■ What is required: Carry on the account below of a mother caring for her nine-year-old son through suspected meningitis, starting right after its final sentence.

■ Selected excerpt:
********

Is a mothers love, medicine
Is a mother's love, medicine
Minus all meningitis thoughts.The flu symptons were strong.
Headache,burning fever and sore throat. So what does any natural
mother do when their offspring takes ill. They smother him or
her with a lot of TLC and would walk to the ends of the earth
just to take away the pain and suffering.
Is a mother's love, medicine?
Despite all those motherly rituals mentioned above. There was no
change in my nine year old son's condition. Meningitis still so
distant in my thoughts..The lucozade was poured out in pints to
quench his thirst and a saturated flannel to change every minute
to wipe his brow. I prayed more times to god than that of any
pope for my son to pull out of this other world he had elapsed
into.
A mother's love is more of a cure than any cough medicines pills
or tablets, so I thought..
Humming one of his favourite tunes as I held him up close in my
arms rocking him back and too. Not even his favourite videos
could pull him out of this alien world that he now belonged to
Was a mother's love? slowly killing her little boy.
Every mother's worst nightmare was to befall me with the
inevitable happening. Purple like bruises began to appear on his
chest followed by the loss of his voice. With trembling hands I
struggled to dial 999. Please god if your up there hear my
prayers, let my little boy reach 10..
When the doctor arrived he said he couldnt rule out meningitis.
And so my little boy was rushed off in an ambulance at a speed
that would have given Nigel Mansell a run for his money. Thank
god for flashing blue sirens.
In silence I prayed for god to give me back my son.
The curtain may well have been a brick wall that separated me
and my little boy in the hospital. But he was in good hands I
assured myself and that being the hands of god.

********

■ Collected material:
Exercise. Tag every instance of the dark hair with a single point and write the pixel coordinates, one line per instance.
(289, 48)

********

■ Result of the exercise:
It seemed like a life time before that curtain came swishing
back to have the doctor in his white coat appear before me. I
gave him lucozade I wiped his brow. I even put on his favourite
videos and smothered him with all the love I could possibly
give. Where did I go wrong doctor? You did nothing wrong was his
reply.
Just to hear those words that there was no cause for alarm and
that my little boy was going to pull through, gave me back all
the strength that seemed to have drained from my body while
waiting for the outcome of this nightmare.
Meningitis symptons had a strong presence the doctor said. It
was a virus on the inside trying to break out. Tears of
happiness flowed like that of Niagra falls as I rushed to my
little boys side.
Holding him tight kissing and cuddling him like any natural
mother would do.
I had unfinished business to attend to and that was to thank the
man himself up above for hearing my cry. Now to arrange a ten
year olds birthday party.
The doctor approached me and asked if he could say something
before I left.
Yes of course doctor? A mother's love is great medicine for
comforting her children
but when it comes to curing them. please call a doctor.